### [Cuplikan Dokumen]
****************************************
|
Kebermaknaan Hidup Author : Adi W Gunawan Posted: 2011-02-02 00:00:00 | Category: Menarik Share this post :
Kebermaknaan HidupBulan lalu saya pulang ke Tarakan, kota kelahiran saya, untuk menghadiri
resepsi pernikahan seorang saudara sekalian nyambangi orangtua saya.
Keesokan harinya saya dan istri, Stephanie, beserta ayah saya nyekar ke
makam kakek dan nenek. Sudah hampir dua tahun saya tidak pulang ke
kampung halaman. Biasanya setiap awal April, saat ada upacara untuk
mengenang para leluhur, saya pasti pulang. Namun karena kesibukan yang
sangat luar biasa maka dua tahun terakhir ini saya terpaksa absen.
Saya menggunakan kesempatan ini sebaik-baiknya untuk memberikan
penghormatan dan terima kasih yang sedalam-dalamnya dan mengenang semua
jasa kebaikan, pelajaran, cinta, dan hidup yang telah dibagikan kepada
saya, oleh kakek dan nenek saya tercinta. Walaupun mereka telah tiada,
tidak bersama kami lagi, namun kehidupan yang mengalir melalui mereka
dan terus ke kehidupan saya akan selalu saya kenang dan kembangkan.
Makam kakek dan nenek saya berdampingan dan letaknya di atas bukit.
Jadi, kami perlu sedikit mendaki. Dalam perjalanan ke atas, kami
melewati jalan sedikit berliku dan di samping kiri kanan terdapat banyak
makam.
Tiba-tiba saya mendapat insight atau pencerahan. Saya melihat makam demi
makam dan tidak ada satupun yang saya kenal. Yang ada hanya gundukan
tanah dan batu nisan dengan tulisan nama, tanggal lahir, dan tanggal
wafat.
****************************************
### [Data Entri]
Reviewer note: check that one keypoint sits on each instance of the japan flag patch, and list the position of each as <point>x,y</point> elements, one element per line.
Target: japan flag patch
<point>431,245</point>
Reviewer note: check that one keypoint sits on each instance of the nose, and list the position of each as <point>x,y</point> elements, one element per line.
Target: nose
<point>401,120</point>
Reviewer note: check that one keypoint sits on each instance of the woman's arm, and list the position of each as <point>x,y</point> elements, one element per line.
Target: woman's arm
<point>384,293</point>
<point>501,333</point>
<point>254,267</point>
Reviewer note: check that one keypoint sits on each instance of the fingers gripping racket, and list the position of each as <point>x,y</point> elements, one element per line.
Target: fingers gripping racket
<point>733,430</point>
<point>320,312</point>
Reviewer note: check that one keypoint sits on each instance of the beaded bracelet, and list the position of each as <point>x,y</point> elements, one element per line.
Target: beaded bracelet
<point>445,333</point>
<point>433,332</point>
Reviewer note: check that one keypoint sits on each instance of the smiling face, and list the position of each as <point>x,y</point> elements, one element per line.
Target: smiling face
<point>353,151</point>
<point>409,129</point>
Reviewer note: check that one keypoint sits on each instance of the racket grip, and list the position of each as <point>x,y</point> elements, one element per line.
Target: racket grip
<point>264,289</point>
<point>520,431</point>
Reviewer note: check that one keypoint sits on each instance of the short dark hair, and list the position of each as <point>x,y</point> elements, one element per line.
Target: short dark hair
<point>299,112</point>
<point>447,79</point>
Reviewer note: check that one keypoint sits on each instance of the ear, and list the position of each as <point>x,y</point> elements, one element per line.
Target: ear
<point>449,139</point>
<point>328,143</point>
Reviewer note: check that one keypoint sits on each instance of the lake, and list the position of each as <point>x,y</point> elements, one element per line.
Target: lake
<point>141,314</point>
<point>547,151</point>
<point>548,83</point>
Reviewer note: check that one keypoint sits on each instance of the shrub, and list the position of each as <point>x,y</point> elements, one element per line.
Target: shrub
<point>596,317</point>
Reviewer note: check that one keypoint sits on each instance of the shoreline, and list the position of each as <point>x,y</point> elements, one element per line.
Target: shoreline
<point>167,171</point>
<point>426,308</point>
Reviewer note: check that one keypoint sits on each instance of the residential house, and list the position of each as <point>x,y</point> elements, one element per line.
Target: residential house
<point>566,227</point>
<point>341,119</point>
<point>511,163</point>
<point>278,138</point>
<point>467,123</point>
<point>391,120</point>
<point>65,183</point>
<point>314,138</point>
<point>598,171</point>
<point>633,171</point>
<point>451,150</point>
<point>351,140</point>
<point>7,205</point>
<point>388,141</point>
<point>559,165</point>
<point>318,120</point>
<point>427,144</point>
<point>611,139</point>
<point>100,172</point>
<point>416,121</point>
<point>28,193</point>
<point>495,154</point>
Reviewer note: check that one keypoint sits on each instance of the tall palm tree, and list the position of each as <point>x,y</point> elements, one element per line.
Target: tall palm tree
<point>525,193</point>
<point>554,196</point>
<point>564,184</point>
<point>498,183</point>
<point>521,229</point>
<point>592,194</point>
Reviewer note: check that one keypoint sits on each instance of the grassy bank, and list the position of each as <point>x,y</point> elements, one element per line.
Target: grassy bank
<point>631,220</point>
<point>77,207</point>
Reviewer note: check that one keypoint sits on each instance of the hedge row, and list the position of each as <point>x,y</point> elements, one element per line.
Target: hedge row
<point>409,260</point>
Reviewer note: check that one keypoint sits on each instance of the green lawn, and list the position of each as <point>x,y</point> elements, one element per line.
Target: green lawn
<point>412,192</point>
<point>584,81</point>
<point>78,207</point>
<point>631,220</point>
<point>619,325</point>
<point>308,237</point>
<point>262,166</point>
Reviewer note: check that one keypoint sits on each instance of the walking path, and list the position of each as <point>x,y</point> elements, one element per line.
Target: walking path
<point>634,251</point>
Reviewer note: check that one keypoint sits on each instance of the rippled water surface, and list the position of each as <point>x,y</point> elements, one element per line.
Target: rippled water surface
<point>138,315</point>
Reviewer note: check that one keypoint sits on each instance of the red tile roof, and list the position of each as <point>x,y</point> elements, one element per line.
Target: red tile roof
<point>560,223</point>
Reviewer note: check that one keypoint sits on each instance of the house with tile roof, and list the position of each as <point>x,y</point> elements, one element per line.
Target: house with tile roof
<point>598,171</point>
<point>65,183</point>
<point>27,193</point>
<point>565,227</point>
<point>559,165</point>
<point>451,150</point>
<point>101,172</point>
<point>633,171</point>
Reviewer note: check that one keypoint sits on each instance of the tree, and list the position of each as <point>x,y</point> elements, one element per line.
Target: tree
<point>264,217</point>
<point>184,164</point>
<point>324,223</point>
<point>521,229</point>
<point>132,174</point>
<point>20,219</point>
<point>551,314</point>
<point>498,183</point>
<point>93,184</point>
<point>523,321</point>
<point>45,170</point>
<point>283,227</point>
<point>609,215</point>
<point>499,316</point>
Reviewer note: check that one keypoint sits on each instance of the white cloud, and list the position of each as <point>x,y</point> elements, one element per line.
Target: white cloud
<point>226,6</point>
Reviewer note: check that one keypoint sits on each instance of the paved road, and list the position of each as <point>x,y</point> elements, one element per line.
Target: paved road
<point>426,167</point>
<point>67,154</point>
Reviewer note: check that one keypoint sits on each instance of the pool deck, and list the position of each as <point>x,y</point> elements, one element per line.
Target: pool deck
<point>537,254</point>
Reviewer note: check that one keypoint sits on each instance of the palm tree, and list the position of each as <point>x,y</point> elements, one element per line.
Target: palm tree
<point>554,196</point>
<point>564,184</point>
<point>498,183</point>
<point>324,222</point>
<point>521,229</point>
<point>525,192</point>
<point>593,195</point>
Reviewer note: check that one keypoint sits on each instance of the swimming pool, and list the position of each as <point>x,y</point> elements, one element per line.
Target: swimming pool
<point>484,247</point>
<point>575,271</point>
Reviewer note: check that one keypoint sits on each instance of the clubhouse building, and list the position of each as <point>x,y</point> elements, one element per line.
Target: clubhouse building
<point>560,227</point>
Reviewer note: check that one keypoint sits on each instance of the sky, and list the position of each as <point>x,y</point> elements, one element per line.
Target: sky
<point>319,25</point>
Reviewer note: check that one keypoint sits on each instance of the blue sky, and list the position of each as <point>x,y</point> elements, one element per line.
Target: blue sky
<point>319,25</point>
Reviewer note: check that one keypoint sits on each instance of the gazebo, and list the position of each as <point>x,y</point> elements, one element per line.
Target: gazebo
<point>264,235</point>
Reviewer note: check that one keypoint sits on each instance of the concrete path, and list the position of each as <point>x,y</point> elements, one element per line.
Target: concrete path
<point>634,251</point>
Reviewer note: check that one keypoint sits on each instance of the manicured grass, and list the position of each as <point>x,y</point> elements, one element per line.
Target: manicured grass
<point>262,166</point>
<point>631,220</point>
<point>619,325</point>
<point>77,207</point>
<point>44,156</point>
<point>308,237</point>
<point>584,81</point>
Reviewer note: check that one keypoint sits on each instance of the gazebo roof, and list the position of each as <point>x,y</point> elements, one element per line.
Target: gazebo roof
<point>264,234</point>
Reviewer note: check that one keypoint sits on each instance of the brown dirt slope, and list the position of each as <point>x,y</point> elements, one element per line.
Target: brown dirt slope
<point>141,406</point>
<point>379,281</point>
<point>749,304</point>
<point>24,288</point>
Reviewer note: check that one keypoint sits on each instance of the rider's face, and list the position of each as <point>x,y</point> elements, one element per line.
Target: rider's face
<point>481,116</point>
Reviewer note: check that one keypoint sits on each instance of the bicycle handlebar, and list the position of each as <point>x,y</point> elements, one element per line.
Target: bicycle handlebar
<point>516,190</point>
****************************************
### [Tugas Dikerjakan]
Salin ulang tanpa mengubah apa pun bagian tulisan tentang ziarah ke makam kakek dan nenek di atas, mulai dari kata-kata yang memuat "Keesokan harinya saya" sampai "saya terpaksa absen.".

### [Jawaban Latihan]
Keesokan harinya saya dan istri, Stephanie, beserta ayah saya nyekar ke
makam kakek dan nenek. Sudah hampir dua tahun saya tidak pulang ke
kampung halaman. Biasanya setiap awal April, saat ada upacara untuk
mengenang para leluhur, saya pasti pulang. Namun karena kesibukan yang
sangat luar biasa maka dua tahun terakhir ini saya terpaksa absen.